#### TEXTE EXTRAIT
^^^^^^^^
Dès lors le reste de l’œuvre décrit le processus d’acceptation de l’auteur, la gestation de l’amour pourrait-on dire qui, s’il débute en chemin de croix, devient bien vite émerveillement et si les doutes ne se sont pas évanouis, la tendresse les dépasse. La BD se conclut sur quelques photographies de Julia, tout sourire : elles viennent dissiper les doutes et exalter l’évidence, l’amour inconditionnel.

Préparez les Kleenex. Pas pour ça Graour, pas pour ça…

Je l’ai écrit un peu plus haut, Ce n’est pas toi que j’attendais est une bande-dessinée qui tire sa substance de l’émotion qu’elle transmet. La construction de l’histoire se concentrant sur des moments importants de la vie des protagonistes, on suit une galerie de moments aux atmosphères différentes et rythmés par des couleurs d’ambiance. Autant vous dire que les gammes sont plus chaudes au Brésil qu’à l’arrivée en banlieue parisienne en plein hiver. Cependant ce jeu chromatique ne se borne pas à illustrer les lieux et les saisons, il permet aussi de souligner les accords de la mélodie du quotidien, tantôt tendue, tantôt douce et caressante. 

De fait, les chapitres sont comme des portes entrouvertes sur les moments particuliers de ce quotidien inhabituel, de ce cheminement d’un homme dans les affres de ses sentiments, en but à la norme et au handicap. L’œuvre a nettement une dimension cathartique et il est certain que pour les couples ayant à affronter la trisomie au moment d’avoir un enfant, elle apporte un retour d’expérience salvateur. Elle expose les multiples questions qui voltigent dans un cerveau et les pensées obscures que l’on n’ose formuler. Mais surtout elle donne de l’espoir ; elle est un processus d’acceptation certes, mais une acceptation qui ne se fait pas par défaut. L’auteur l’exprime très bien au moment de bascule de son oeuvre ; « ce n’est pas toi que j’attendais… mais je suis quand même content que tu sois venue ». Et voilà, il n’en faut pas plus pour que le Troll que je suis s’éponge les yeux et le nez…

Alors j’entends déjà les cris stridents des harpies du cynisme modernes criant leur mépris des sentiments et de l’humanité. Êtres diaboliques je le confesse volontiers, j’ai versé ma larme en lisant I kill Giants et Mother Sarah m’a tourné deux ou trois fois les tripes ; serait-ce un crime d’éprouver des émotions viles  créatures aigries ? Et d’ailleurs, si vous êtes parents et que vous lisez ça sans le moindre trémolo c’est que vous avez le cœur plus froid que celui d’un putain de marcheur blanc ! Et qu’il faut vous faire une thérapie de choc de désaroumanisation parce que vous êtes mal engagés mes cocos. Bref, nous autres jeunes parents et moins jeunes aussi, c’est de la BD pour nous, on va pas s’le cacher et ça serait criminel de s’en priver.
^^^^^^^^
[Entrées de données enregistrées]
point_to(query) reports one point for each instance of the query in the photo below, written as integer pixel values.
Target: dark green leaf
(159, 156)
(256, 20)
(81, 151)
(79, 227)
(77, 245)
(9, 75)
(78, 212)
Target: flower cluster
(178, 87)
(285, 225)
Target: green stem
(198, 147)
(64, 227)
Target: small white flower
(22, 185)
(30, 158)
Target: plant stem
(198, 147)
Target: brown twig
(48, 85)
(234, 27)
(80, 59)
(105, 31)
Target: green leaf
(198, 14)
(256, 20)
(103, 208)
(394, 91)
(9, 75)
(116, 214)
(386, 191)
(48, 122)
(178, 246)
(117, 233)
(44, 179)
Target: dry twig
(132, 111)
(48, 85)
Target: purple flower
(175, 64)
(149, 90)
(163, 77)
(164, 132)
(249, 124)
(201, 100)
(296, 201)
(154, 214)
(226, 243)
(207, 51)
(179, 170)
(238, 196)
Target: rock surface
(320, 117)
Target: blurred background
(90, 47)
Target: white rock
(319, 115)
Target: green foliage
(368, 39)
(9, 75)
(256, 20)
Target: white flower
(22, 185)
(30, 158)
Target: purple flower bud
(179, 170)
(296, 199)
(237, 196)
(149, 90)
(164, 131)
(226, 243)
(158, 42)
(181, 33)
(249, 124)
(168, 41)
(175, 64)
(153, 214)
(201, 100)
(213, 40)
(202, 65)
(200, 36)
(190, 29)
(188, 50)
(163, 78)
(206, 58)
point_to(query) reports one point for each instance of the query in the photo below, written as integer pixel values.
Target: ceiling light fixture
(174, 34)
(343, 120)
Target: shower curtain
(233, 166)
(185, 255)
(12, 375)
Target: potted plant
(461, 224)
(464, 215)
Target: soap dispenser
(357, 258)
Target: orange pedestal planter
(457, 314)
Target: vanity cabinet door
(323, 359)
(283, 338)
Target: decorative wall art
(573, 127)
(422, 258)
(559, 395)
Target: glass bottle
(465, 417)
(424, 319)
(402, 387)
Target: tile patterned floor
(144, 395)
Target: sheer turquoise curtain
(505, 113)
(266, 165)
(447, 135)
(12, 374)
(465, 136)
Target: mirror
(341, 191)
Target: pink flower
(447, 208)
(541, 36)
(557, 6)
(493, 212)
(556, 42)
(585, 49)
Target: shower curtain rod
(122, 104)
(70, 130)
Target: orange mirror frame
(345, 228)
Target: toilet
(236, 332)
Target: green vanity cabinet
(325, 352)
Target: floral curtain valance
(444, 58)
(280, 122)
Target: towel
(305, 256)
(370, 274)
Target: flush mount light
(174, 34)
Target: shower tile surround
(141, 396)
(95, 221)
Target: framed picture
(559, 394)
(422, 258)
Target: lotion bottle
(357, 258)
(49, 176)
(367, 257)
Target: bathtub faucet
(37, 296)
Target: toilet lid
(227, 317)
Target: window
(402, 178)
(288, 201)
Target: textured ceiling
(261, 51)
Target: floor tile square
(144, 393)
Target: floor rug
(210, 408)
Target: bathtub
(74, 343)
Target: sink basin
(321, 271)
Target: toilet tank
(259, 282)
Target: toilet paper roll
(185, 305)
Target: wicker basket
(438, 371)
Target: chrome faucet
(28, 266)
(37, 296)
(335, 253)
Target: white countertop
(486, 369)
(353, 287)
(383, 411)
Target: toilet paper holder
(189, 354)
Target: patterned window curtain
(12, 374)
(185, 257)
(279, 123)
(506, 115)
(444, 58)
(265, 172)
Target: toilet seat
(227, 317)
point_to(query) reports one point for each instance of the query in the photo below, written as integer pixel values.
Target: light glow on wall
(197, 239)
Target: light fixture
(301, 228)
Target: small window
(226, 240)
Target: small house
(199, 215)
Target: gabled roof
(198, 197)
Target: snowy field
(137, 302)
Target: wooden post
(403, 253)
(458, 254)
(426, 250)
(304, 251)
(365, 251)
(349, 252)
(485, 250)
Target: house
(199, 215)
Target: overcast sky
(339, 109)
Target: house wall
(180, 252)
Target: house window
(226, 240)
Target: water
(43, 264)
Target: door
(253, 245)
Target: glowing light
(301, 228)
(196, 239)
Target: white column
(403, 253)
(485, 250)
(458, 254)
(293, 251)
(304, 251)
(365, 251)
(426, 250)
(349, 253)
^^^^^^^^
#### ACTIVITÉ 1
Répondez aux questions suivantes d'après la critique de la bande dessinée « Ce n'est pas toi que j'attendais » :
(a) Sur quoi la bande dessinée se conclut-elle ?
(b) Où les gammes de couleurs sont-elles plus chaudes qu'à l'arrivée en banlieue parisienne en plein hiver ?
(c) Quelles deux œuvres sont nommées dans le dernier paragraphe ?
#### ACTIVITÉ 2
Poursuivez, s'il vous plaît, la critique de la bande dessinée « Ce n'est pas toi que j'attendais » à partir de sa dernière phrase.

#### RÉSULTAT DE L'EXERCICE 1
(a) Sur quelques photographies de Julia, tout sourire.
(b) Au Brésil.
(c) I kill Giants et Mother Sarah.

#### RÉSULTAT DE L'EXERCICE 2
Ce n’est pas toi que j’attendais de Fabien Toulmé est une ode magnifique au fait de devenir parent, en dépit des épreuves qui peuvent venir s’immiscer dans ce moment si particulier. Pour tous les parents qui ont eu à affronter la trisomie et ses soucis, elle est un soutien qui ne manquera pas de leur montrer que par delà leurs doutes et leurs angoisses il demeure invariablement un petit bout qui n’attend que leur amour. Pour les autres, deux choix, soit vous voulez quand même découvrir l’histoire, quitte à y revenir après être devenus parents, ou garder cela comme un trésor que l’on doit laisser maturer pour le savourer à son plein potentiel… Et ça mes loulous c’est pas moi qui vais vous aider à choisir.

 

Flavius

Le troll Flavius est une espèce étrange et mystérieuse, vivant entre le calembour de comptoir et la littérature classique. C'est un esthète qui mange ses crottes de nez, c'est une âme sensible qui aime péter sous les draps. D'aucuns le disent bipolaire, lui il préfère roter bruyamment en se délectant d'un grand cru et se gratter les parties charnues de l'anatomie en réfléchissant au message métaphysique d'un tableau de Caravage.